- Written request: Beginning at the line that contains "the shower head", transcribe the remaining lines of the listing exactly; include the final line and omit everything before.

Excerpts of pointing data
========

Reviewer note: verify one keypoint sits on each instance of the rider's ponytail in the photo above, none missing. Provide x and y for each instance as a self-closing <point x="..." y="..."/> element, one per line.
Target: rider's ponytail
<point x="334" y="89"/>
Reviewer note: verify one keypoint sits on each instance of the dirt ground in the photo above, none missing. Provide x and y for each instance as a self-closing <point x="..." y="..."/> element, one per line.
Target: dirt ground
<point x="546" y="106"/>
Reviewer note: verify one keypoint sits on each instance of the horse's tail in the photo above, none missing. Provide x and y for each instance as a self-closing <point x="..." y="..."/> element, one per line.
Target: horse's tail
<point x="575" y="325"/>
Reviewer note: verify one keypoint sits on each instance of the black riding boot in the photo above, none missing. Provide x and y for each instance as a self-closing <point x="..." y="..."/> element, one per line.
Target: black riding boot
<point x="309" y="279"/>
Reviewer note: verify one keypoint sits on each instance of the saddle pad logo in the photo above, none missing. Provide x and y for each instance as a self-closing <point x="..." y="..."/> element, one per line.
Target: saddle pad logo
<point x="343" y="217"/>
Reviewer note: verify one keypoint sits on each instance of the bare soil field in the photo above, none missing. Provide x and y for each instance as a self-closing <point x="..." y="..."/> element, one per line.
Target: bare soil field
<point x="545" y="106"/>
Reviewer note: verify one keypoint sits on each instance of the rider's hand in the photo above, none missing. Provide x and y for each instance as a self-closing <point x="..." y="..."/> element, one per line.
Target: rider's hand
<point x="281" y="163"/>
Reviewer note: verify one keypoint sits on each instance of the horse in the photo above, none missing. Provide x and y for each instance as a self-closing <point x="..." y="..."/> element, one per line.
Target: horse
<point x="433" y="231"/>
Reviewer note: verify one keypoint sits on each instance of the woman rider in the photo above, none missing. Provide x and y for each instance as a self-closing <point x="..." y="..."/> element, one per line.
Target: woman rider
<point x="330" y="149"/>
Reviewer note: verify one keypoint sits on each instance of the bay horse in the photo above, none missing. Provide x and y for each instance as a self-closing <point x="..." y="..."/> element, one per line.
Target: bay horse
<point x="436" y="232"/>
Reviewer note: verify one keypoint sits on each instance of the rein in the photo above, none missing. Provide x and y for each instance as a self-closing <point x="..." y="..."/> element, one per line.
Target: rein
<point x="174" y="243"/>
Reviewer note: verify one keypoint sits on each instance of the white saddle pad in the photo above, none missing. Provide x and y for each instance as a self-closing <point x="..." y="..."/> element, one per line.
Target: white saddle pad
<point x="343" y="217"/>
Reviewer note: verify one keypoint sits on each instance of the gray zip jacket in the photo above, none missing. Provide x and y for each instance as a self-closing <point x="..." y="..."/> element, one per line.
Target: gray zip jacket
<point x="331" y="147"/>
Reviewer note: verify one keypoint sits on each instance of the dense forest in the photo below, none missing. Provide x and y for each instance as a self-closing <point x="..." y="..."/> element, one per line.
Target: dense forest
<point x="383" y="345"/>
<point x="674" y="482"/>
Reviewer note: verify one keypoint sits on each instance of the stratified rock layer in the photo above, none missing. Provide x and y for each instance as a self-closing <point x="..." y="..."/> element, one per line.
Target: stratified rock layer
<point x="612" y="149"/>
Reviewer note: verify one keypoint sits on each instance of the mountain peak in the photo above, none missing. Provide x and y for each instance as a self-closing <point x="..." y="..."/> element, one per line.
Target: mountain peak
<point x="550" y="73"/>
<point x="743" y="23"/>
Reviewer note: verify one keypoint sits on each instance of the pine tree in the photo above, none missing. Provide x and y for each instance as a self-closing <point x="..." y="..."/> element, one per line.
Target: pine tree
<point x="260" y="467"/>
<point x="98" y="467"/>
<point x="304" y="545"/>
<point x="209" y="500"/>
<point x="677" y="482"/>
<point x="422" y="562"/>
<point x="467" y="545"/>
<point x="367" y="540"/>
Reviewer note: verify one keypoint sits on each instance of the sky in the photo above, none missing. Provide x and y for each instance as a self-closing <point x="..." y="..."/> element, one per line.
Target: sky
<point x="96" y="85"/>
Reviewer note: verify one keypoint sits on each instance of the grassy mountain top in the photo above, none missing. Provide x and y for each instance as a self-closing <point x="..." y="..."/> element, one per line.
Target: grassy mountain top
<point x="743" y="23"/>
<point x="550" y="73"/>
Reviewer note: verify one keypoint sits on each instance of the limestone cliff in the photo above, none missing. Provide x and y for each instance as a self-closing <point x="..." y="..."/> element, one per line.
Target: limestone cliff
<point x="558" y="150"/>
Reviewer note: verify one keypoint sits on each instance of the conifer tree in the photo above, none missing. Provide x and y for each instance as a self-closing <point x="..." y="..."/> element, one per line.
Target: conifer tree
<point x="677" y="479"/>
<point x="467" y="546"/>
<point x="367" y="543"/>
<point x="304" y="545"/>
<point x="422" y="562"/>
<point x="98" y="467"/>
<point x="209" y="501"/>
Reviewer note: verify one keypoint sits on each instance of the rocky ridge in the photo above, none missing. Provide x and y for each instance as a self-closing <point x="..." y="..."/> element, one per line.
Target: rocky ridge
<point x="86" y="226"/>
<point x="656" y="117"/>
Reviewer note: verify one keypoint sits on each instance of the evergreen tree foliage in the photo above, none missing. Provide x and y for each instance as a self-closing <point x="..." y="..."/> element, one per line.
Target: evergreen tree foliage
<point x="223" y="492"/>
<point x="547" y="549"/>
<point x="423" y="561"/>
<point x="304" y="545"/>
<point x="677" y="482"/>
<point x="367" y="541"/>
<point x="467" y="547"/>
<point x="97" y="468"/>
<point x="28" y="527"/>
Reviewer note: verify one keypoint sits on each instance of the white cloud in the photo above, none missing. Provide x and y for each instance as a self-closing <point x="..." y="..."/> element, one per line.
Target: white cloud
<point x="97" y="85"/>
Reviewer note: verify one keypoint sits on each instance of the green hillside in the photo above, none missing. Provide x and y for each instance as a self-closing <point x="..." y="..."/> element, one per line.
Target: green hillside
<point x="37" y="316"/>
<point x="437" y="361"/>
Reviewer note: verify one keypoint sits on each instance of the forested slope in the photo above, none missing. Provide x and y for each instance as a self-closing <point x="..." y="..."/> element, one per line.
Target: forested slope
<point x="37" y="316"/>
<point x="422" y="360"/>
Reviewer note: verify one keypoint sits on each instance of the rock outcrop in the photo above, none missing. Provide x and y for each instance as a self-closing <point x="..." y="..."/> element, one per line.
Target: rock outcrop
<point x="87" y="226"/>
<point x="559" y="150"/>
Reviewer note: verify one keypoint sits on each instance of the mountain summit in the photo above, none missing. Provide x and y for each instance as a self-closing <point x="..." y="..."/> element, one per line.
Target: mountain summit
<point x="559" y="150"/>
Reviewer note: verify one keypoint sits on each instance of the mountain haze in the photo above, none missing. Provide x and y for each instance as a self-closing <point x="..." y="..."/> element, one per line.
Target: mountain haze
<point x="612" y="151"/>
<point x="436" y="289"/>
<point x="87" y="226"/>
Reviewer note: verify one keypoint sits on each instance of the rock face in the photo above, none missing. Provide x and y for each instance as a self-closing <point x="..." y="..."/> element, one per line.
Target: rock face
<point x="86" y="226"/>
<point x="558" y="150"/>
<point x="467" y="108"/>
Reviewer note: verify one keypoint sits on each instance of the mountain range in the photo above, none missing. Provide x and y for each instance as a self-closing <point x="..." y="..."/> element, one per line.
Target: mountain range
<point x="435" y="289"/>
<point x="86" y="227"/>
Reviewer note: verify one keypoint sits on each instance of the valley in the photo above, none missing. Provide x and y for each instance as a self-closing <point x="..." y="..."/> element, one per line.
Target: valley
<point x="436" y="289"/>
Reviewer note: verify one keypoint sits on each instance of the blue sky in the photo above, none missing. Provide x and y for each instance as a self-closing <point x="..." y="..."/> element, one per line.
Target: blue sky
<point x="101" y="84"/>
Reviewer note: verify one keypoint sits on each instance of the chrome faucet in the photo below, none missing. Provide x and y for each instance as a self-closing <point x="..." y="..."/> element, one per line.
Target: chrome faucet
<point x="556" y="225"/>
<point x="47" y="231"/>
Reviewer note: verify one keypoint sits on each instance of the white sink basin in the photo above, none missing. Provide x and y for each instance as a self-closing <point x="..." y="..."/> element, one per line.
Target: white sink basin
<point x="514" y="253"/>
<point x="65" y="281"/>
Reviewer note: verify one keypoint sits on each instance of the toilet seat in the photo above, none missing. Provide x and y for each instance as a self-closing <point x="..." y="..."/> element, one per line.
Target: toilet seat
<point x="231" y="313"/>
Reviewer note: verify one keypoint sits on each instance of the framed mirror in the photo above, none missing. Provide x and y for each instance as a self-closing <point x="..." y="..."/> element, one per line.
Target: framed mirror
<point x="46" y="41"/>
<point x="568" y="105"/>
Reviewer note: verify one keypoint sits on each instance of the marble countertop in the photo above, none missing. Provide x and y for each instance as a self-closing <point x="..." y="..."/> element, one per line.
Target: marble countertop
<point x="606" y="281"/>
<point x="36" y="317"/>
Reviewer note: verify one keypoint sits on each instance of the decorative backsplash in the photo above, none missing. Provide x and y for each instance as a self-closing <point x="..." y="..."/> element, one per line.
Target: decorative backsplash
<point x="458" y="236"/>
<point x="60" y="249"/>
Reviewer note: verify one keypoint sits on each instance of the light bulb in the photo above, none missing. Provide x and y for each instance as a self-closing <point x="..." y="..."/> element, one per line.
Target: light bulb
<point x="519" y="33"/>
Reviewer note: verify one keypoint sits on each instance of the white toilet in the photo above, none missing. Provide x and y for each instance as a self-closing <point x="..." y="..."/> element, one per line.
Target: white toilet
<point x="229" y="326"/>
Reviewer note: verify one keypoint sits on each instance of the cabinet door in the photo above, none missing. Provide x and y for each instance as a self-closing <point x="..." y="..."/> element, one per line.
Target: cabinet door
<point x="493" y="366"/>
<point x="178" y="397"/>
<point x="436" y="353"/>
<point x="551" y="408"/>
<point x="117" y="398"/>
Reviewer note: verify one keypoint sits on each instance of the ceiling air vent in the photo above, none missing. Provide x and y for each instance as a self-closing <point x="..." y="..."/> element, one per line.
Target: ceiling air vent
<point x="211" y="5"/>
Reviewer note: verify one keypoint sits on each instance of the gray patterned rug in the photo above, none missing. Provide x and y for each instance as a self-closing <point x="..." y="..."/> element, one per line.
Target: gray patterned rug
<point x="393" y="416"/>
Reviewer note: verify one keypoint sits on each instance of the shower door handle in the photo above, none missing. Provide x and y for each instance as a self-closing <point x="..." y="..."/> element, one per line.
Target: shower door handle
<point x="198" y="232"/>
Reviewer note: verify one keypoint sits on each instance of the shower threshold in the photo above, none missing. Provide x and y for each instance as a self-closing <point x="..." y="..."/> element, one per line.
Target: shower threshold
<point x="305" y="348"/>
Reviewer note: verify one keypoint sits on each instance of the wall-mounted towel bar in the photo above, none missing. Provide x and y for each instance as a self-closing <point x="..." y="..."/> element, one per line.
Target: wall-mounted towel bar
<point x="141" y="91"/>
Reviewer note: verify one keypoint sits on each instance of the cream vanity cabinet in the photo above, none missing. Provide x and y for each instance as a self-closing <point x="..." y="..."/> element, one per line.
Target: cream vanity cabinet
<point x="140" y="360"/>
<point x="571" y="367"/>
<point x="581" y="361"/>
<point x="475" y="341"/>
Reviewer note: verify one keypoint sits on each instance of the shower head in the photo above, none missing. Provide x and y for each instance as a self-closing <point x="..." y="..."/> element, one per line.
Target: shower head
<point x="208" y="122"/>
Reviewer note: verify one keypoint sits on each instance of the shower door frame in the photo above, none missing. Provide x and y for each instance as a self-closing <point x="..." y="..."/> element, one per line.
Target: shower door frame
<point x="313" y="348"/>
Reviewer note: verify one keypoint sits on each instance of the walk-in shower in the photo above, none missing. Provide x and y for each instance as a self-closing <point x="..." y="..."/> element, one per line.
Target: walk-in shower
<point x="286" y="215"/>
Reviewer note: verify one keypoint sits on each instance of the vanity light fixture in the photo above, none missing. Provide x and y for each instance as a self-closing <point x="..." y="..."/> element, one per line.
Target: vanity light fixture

========

- Answer to this task:
Reviewer note: verify one keypoint sits on each instance of the shower head in the photo above, none missing. Provide x and y for each instance as a self-closing <point x="..." y="..."/> element, one per line.
Target: shower head
<point x="208" y="122"/>
Reviewer note: verify one keypoint sits on each instance of the shower door frame in the photo above, none missing. Provide x and y for each instance as a self-closing <point x="..." y="..."/> element, one per line.
Target: shower door frame
<point x="313" y="348"/>
Reviewer note: verify one keypoint sits on each instance of the walk-in shower in the photo above, none missing. Provide x and y for each instance as a self-closing <point x="..." y="..."/> element, one per line.
Target: walk-in shower
<point x="286" y="215"/>
Reviewer note: verify one keypoint sits on each instance of the vanity light fixture in the photo above, none missing. Provide x and y for each instance as a self-closing <point x="..." y="..."/> element, one per line.
Target: vanity light fixture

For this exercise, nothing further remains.